**Document section**
►

Otto F. Stifel's Union Brewing Company v. Saxy
Decision Date | 16 February 1918 |
Citation | 201 S.W. 67,273 Mo. 159 |
Parties | OTTO F. STIFEL'S UNION BREWING COMPANY, Appellant, v. EDWARD SAXY et ux |
Court | Missouri Supreme Court |
Appeal from St. Louis City Circuit Court. -- Hon. William M. Kinsey Judge.
Affirmed.
Henry E. Haas and John A. Gilliam for appellant.
(1) It is wholly immaterial whether the Theodosia Avenue property was, or was not, purchased with the separate means of the defendant Mary M. Saxy. At the time plaintiff's debt was contracted the record title of the property stood in the joint names of Mary M. Saxy and Edward Saxy, her husband, as tenants by the entirety. The general rule is that a wife who permits her husband to hold the record title to her realty is estopped to assert her title thereto as against one extending credit to the husband in reliance on his apparent ownership. 33 Ann. Cases (1914 C), 1066; Goldberg v. Parker, 87 Conn. 99, 33 Ann. Cases, 1059, with note; Riley v Vaughan, 116 Mo. 169; McClain v. Abshire, 63 Mo.App. 333; Rieschick v. Klingelhoefer, 91 Mo.App 430; Cottrell v. Spiess, 23 Mo.App. 35; Million v. Bank, 159 Mo.App. 601; Singer Mfg. Co. v. Stephens, 169 Mo. 1; Balz v. Nelson, 171 Mo. 682; Zehnder v. Stark, 248 Mo. 55; 1 Moore on Fraudulent Conveyances, pp. 372, 404; 14 Am. & Eng. Ency. Law (2 Ed.), 259. (2) The interest of the defendant Edward Saxy, in and to the Theodosia Avenue property, as tenant by the entirety, was subject to sale under execution, but the title of the purchaser was liable to be defeated by the survivorship of the wife. Hall v. Stephens, 65 Mo. 670; Morrow v. Zane, 185 Mo.App. 118; Johnston v. Johnston, 173 Mo. 114; Nold v. Ozenberger, 152 Mo.App. 444; Atkison v. Henry, 80 Mo. 153; Hoffman v. Nolte, 127 Mo. 136.
John B. Dempsey and Rozier G. Meigs for respondents.
The plaintiff seeks herein to subject an alleged interest of defendant Edward Saxy in real estate standing in the name of his wife, the defendant Mary M. Saxy, to the payment of a judgment debt due to it from the husband. There was a decree for defendants, and plaintiff has appealed.
On September 3, 1891, certain real estate in St. Louis was conveyed to the defendants, they being then, as now, husband and wife, and taking said property as tenants by the entireties. In 1905, while the property was so held, the husband became indebted to the plaintiff. Thereafter, through an intermediary, the title was placed in the wife alone; and, still later, the property was sold, and the net proceeds were used in the purchase of the real estate now in controversy. The petition alleges that the title to both of said tracts was so placed in the wife alone in fraud of plaintiff's rights as such creditor, and prays that the husband's interest in the last mentioned tract be subjected to the payment of plaintiff's judgment.

◄

**Supplied information**
►

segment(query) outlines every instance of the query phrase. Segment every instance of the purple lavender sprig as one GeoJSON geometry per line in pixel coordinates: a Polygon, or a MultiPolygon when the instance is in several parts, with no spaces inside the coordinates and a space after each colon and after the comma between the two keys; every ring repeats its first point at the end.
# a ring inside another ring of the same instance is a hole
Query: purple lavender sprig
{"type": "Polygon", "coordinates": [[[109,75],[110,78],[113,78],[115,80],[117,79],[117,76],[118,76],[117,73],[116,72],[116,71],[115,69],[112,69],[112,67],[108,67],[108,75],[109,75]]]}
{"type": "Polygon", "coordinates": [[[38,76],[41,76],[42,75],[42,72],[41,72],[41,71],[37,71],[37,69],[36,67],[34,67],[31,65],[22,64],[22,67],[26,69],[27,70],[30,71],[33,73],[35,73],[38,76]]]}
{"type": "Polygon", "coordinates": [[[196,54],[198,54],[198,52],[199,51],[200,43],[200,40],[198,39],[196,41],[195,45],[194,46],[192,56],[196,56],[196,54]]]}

◄

**Required actions**
1. According to the case summary, on what date was the St. Louis real estate conveyed to the defendants as tenants by the entireties?
2. Retype everything in the case summary from "Otto F. Stifel's Union Brewing Company v." down to "M. Kinsey Judge.".
3. In the case summary, why do the appellant's attorneys argue that it does not matter whether the Theodosia Avenue property was bought with Mary M. Saxy's separate means?
Rely on the case summary alone for your answers.

**Task responses**
1. September 3, 1891.

2.
Otto F. Stifel's Union Brewing Company v. Saxy
Decision Date | 16 February 1918 |
Citation | 201 S.W. 67,273 Mo. 159 |
Parties | OTTO F. STIFEL'S UNION BREWING COMPANY, Appellant, v. EDWARD SAXY et ux |
Court | Missouri Supreme Court |
Appeal from St. Louis City Circuit Court. -- Hon. William M. Kinsey Judge.

3. When the plaintiff's debt was contracted, the record title stood in the joint names of Mary M. Saxy and her husband Edward Saxy as tenants by the entirety. Under the general rule they cite, a wife who permits her husband to hold the record title to her realty is estopped from asserting her title against someone who extended credit to the husband in reliance on his apparent ownership.